:: WHAT YOU ARE ASKED TO DO ::
Reproduce the listing below word for word, starting at its first line and ending with the line that contains "output: one SVG".

[Start INFORMATION PROVIDED]

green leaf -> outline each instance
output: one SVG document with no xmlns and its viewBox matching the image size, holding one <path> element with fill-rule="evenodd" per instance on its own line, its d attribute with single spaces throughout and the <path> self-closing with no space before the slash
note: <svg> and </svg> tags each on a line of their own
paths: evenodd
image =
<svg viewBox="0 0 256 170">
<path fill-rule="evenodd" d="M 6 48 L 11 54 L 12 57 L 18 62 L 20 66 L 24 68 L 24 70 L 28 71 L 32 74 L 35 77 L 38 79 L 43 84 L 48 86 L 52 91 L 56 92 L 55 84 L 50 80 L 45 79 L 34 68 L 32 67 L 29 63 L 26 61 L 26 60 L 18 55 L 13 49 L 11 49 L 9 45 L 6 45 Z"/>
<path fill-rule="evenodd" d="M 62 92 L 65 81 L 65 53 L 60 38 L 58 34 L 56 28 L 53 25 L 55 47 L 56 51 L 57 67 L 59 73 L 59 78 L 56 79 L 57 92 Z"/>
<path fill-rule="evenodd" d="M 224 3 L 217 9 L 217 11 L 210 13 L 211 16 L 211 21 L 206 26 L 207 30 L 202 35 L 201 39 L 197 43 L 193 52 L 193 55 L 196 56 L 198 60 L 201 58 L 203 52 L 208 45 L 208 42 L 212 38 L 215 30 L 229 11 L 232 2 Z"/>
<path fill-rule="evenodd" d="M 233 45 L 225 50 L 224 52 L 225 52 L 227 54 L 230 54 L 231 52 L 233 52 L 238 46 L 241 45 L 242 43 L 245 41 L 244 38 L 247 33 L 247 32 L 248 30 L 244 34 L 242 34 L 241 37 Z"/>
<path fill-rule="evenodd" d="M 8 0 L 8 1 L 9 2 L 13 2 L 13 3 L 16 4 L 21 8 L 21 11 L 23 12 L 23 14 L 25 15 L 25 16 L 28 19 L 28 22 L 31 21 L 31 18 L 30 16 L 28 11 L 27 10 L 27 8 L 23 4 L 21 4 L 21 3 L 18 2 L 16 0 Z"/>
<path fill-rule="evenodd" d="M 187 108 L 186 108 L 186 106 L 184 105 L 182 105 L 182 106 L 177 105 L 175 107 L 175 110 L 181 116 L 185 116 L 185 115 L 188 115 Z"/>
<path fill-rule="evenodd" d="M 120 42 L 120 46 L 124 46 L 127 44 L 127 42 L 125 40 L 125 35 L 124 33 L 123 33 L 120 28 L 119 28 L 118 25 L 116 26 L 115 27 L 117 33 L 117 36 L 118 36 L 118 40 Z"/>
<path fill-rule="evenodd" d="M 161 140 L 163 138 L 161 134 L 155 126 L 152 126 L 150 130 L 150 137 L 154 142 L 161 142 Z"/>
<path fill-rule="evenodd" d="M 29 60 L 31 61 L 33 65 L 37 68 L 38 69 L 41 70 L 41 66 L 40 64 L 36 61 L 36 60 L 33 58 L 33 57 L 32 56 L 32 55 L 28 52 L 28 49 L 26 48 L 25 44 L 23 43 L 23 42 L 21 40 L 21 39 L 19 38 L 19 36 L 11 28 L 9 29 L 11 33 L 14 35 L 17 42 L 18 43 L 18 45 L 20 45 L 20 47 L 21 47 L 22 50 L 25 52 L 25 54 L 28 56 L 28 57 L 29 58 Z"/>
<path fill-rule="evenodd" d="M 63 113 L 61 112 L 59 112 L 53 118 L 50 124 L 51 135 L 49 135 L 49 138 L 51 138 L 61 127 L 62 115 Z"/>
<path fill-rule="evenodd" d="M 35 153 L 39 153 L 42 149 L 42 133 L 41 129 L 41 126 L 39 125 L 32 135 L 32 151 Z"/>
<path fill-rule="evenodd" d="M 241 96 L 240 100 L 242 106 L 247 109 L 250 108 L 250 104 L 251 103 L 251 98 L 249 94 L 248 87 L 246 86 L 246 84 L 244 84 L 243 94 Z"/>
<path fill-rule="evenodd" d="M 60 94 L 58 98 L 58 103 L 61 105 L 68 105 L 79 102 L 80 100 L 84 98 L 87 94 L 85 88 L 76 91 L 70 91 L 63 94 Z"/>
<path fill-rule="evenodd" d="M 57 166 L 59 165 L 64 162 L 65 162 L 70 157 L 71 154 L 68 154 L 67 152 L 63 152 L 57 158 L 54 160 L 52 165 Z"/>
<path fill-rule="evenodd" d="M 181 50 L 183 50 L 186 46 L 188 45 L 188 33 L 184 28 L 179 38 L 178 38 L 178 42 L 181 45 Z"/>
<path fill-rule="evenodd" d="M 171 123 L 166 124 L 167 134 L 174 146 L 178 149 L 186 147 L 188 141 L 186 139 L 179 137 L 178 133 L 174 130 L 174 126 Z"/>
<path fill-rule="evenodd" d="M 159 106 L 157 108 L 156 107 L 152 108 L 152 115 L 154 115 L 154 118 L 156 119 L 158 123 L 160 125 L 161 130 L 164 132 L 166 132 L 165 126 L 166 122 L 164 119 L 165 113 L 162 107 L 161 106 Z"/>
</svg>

[End INFORMATION PROVIDED]

:: FINAL RESULT ::
green leaf -> outline each instance
output: one SVG document with no xmlns and its viewBox matching the image size, holding one <path> element with fill-rule="evenodd" per instance on its own line, its d attribute with single spaces throughout and the <path> self-closing with no space before the slash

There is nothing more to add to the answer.